── Excerpt

Enriches a large data set (left table) with a small data set(right table) by joining the two data sets based on common fields.
The Lookup node works in a similar way to the Join and Merge nodes and is an optimization of the inner and left joins. The Lookup node is recommended for use with a small data set on the right input as the entire right data set is loaded into memory. An advantage of using the Lookup node is that the input data sets do not need to be sorted prior to using the node. If you want to join two large data sets, you should use the Merge or Join node.
- Select the related fields on which you want to base the join.Note: The fields on which you base the join must be of a similar type. You can compare the number types int, long and double against each other, and fields of string data type can be compared to Unicode fields.
Use the Match Keys Grid to select the names of the fields on which you want to base the join. You can add multiple rows if you want to base the join on more than one set of fields.
From the menu button to the right of the field name, you can select Case Insensitive matching, or for more advanced cases you can choose to Compare Substrings. There is also an option to Delete a selected field from the list.
The output records are sorted by the matching criteria. You have the option to change the sort order to Sort Descending (high to low).
For more details on these options, see Match keys grid.
Alternatively, for more advanced techniques, select the Advanced tab, where you can use Python script to configure the node.
- Select which fields you want to include in the output.

────
── Data

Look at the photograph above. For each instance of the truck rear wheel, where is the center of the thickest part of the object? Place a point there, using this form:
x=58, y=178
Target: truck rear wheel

────

## Goal 1
Reproduce the part of the Lookup node text that opens with the words containing "The Lookup node works" and closes with "or Join node.".
## Goal 2
According to the Lookup node text, what options can you pick from the menu button to the right of a field name?
## Goal 3
Write the next part of the Lookup node text, starting after its final line.
You won't need the material to do any of this.

## Task response 1
The Lookup node works in a similar way to the Join and Merge nodes and is an optimization of the inner and left joins. The Lookup node is recommended for use with a small data set on the right input as the entire right data set is loaded into memory. An advantage of using the Lookup node is that the input data sets do not need to be sorted prior to using the node. If you want to join two large data sets, you should use the Merge or Join node.

## Task response 2
Case Insensitive matching, Compare Substrings, Delete

## Task response 3
By default, all fields from both inputs are included in the output. You can modify this behavior by excluding fields in the Field List grid.
If there are any field name conflicts, where the same case-insensitive field name appears in both inputs, the node will fail. To prevent a field name conflict error, you can use the Field List grid to either exclude or rename one of the fields.
Note: If a second output pin is added to the Lookup node, you must add a new pattern for this output in the Field List grid, see Example - Outputting left orphans to a second output pin.Excluding a field
A simple way to resolve a field name conflict is to untick one of the conflicting field names in the Field List grid. It is common practice to exclude the right match key field, regardless of field name, to avoid duplication of values in the output.
Renaming a field
If you want to output both of the fields with conflicting field names, you can rename one of them by typing a new name in the New Name column of the Field List grid.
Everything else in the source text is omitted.